**Extrait fourni:**

Demandons-nous alors pourquoi ces sociétés « productrices d’énergies renouvelables » n’achètent pas les terrains, ce qui leur reviendrait de très loin beaucoup moins cher au prix de l’hectare de terre agricole ! Officiellement, pour pouvoir rendre plus facilement à la nature ce qu’on lui a emprunté pour quelque temps. Mon cul ! C’est tout simplement parce que le propriétaire du terrain reste, quoi qu’il arrive et en dernier ressort, le responsable de ce qu’il a mis ou accepté de mettre chez lui. Par exemple, si l’investisseur disparaît pour une raison ou une autre avant ou à l’issue des vingt-cinq ans, c’est le propriétaire du terrain qui aura la responsabilité de démanteler l’engin. Coût : entre 150 000 et 800 000 euros selon les cas et les devis. Or la provision déposée à la caisse des dépôts par l’investisseur pour garantir un démantèlement en bonne et due forme n’est que de 53 000 euros. Le proprio n’aura plus que ses yeux pour pleurer, comme Perrette avec son pot cassé.
Des réticences…
Face à l’image « écolo » des éoliennes, s’y opposer n’est, dans un premier temps, pas chose évidente pour des antinucléaires convaincus, directement concernés par un projet d’installation d’une « ferme » à quelques centaines de mètres de chez eux, comme c’est le cas dans ce village.
D’abord parce qu’on doit impérativement s’interroger pour savoir si nous ne serions pas, malgré nous, victime du syndrome NIMBY (5) que nous avons mille fois dénoncé. Une fois s’être bien persuadé qu’il n’en est rien et que nos motivations sont quand même bien plus hautes, un second obstacle se présente, dès lors que l’on ne veut pas se contenter de belles déclaration de principe du genre « y a rien à faire tant que le système – capitaliste – est en place », mais agir concrètement pour que le projet ne se fasse pas : l’orientation politique de bien des associations anti-éolienne.
(…)

Éléments de données

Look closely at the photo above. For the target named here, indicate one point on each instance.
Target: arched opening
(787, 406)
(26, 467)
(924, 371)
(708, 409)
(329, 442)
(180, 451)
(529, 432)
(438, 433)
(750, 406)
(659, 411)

**Consigne A:** Relevez toutes les expressions placées entre guillemets dans l'extrait sur les éoliennes.
**Consigne B:** Recopiez tout le passage de l'extrait sur les éoliennes allant de « Des réticences… » jusqu'à « dans ce village. ».

**Réponse A:**
« productrices d'énergies renouvelables »
« écolo »
« ferme »
« y a rien à faire tant que le système – capitaliste – est en place »

**Réponse B:**
Des réticences…
Face à l’image « écolo » des éoliennes, s’y opposer n’est, dans un premier temps, pas chose évidente pour des antinucléaires convaincus, directement concernés par un projet d’installation d’une « ferme » à quelques centaines de mètres de chez eux, comme c’est le cas dans ce village.